Nothing but the lines from the one containing "Query: park foliage" through the end of the material should be restated, and each exactly.
=====
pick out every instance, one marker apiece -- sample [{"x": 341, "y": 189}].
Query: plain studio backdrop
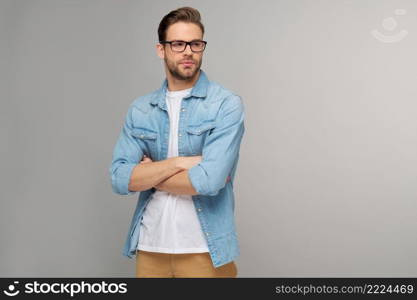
[{"x": 327, "y": 178}]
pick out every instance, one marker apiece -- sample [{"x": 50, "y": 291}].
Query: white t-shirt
[{"x": 170, "y": 223}]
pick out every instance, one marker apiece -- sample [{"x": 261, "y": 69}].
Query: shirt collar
[{"x": 199, "y": 89}]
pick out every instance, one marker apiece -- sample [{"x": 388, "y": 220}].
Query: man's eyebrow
[{"x": 194, "y": 40}]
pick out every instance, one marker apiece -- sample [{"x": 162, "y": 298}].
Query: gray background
[{"x": 327, "y": 180}]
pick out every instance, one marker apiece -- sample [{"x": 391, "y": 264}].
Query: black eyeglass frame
[{"x": 186, "y": 44}]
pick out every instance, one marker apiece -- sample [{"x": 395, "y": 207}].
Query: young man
[{"x": 179, "y": 146}]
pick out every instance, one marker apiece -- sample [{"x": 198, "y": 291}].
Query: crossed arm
[
  {"x": 170, "y": 175},
  {"x": 188, "y": 175}
]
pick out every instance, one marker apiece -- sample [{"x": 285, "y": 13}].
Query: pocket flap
[
  {"x": 199, "y": 129},
  {"x": 144, "y": 133}
]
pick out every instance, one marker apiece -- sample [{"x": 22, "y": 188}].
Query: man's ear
[{"x": 160, "y": 50}]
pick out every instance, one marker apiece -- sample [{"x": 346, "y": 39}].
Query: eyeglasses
[{"x": 179, "y": 46}]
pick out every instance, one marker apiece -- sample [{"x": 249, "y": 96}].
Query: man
[{"x": 179, "y": 146}]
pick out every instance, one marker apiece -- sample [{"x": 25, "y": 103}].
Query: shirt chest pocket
[
  {"x": 148, "y": 140},
  {"x": 197, "y": 135}
]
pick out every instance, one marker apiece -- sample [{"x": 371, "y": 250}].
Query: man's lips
[{"x": 187, "y": 63}]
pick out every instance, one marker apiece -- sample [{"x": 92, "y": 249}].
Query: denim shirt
[{"x": 211, "y": 124}]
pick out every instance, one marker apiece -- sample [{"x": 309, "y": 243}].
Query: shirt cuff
[
  {"x": 122, "y": 178},
  {"x": 199, "y": 180}
]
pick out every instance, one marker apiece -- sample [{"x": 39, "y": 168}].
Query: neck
[{"x": 175, "y": 84}]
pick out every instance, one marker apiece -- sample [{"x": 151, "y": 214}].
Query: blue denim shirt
[{"x": 211, "y": 124}]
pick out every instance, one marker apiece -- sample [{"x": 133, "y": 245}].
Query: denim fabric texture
[{"x": 211, "y": 124}]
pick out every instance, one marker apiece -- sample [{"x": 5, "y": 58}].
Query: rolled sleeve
[
  {"x": 127, "y": 154},
  {"x": 220, "y": 150}
]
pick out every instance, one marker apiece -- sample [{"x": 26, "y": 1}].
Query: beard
[{"x": 182, "y": 74}]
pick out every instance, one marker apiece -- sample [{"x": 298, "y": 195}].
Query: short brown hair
[{"x": 182, "y": 14}]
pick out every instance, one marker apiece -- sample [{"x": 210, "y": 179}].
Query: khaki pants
[{"x": 155, "y": 264}]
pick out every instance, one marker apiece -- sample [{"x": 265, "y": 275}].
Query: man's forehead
[{"x": 184, "y": 31}]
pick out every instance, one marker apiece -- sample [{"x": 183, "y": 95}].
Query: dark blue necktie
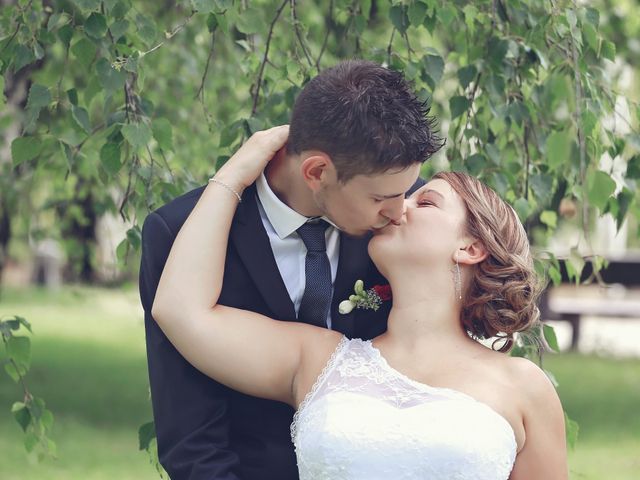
[{"x": 317, "y": 290}]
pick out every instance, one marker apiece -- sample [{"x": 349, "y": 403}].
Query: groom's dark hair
[{"x": 365, "y": 117}]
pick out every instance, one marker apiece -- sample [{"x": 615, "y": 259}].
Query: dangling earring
[{"x": 457, "y": 279}]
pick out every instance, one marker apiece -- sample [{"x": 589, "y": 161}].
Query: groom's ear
[{"x": 316, "y": 169}]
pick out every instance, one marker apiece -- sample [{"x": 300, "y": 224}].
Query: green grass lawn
[{"x": 89, "y": 365}]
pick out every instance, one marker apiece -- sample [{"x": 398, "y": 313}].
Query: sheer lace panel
[{"x": 365, "y": 420}]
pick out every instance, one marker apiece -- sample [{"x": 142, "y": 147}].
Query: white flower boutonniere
[{"x": 370, "y": 299}]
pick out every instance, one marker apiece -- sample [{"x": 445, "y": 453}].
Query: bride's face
[{"x": 431, "y": 230}]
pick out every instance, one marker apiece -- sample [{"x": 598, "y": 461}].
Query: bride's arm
[
  {"x": 244, "y": 350},
  {"x": 544, "y": 454}
]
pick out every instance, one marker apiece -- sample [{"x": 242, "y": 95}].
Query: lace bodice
[{"x": 363, "y": 420}]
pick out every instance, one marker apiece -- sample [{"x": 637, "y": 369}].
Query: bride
[{"x": 424, "y": 400}]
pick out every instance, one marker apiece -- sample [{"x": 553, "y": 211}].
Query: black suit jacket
[{"x": 204, "y": 429}]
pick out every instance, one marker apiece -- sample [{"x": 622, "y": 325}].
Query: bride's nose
[{"x": 403, "y": 215}]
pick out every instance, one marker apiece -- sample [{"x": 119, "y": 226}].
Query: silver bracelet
[{"x": 215, "y": 180}]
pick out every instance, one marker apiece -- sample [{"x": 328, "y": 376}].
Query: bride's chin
[{"x": 379, "y": 250}]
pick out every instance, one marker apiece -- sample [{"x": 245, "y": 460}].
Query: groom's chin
[{"x": 358, "y": 233}]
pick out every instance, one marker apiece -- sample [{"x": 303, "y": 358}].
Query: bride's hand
[{"x": 242, "y": 169}]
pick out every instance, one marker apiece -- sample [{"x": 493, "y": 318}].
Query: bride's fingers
[
  {"x": 252, "y": 157},
  {"x": 272, "y": 139}
]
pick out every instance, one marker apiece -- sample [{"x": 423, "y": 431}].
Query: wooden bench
[{"x": 592, "y": 300}]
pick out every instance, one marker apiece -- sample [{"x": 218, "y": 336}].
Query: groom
[{"x": 298, "y": 243}]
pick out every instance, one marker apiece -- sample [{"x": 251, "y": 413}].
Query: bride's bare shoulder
[
  {"x": 318, "y": 346},
  {"x": 528, "y": 378}
]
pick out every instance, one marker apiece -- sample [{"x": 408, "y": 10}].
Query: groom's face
[{"x": 367, "y": 202}]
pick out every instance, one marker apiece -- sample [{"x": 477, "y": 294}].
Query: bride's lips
[{"x": 378, "y": 230}]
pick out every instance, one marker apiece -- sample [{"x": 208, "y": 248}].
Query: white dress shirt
[{"x": 281, "y": 223}]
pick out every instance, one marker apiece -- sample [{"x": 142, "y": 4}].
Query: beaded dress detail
[{"x": 364, "y": 420}]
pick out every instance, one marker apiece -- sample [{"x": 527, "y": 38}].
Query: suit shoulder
[{"x": 175, "y": 212}]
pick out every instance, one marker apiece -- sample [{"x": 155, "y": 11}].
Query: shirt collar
[{"x": 283, "y": 218}]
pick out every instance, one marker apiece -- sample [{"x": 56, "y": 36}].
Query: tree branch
[
  {"x": 256, "y": 94},
  {"x": 296, "y": 26}
]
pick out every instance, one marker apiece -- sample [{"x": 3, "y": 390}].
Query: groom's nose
[{"x": 393, "y": 209}]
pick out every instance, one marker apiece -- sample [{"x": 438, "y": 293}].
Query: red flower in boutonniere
[{"x": 365, "y": 299}]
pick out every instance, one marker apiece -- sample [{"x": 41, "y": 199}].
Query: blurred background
[{"x": 112, "y": 108}]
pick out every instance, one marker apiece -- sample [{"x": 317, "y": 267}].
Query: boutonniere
[{"x": 370, "y": 299}]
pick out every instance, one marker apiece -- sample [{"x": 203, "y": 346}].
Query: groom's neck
[{"x": 285, "y": 179}]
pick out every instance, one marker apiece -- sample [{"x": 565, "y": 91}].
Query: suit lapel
[
  {"x": 353, "y": 264},
  {"x": 252, "y": 243}
]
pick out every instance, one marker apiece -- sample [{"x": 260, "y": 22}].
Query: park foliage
[{"x": 118, "y": 107}]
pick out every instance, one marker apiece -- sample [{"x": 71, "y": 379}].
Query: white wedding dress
[{"x": 363, "y": 420}]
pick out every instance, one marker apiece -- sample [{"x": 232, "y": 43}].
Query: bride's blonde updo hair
[{"x": 500, "y": 298}]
=====
> [ANSWER]:
Query: park foliage
[{"x": 118, "y": 107}]
pick out every instance, one marker apiece -- sample [{"x": 71, "y": 379}].
Query: white wedding dress
[{"x": 363, "y": 420}]
pick out every instance, one marker apiece -- sample [{"x": 232, "y": 43}].
Query: bride's blonde updo hair
[{"x": 500, "y": 298}]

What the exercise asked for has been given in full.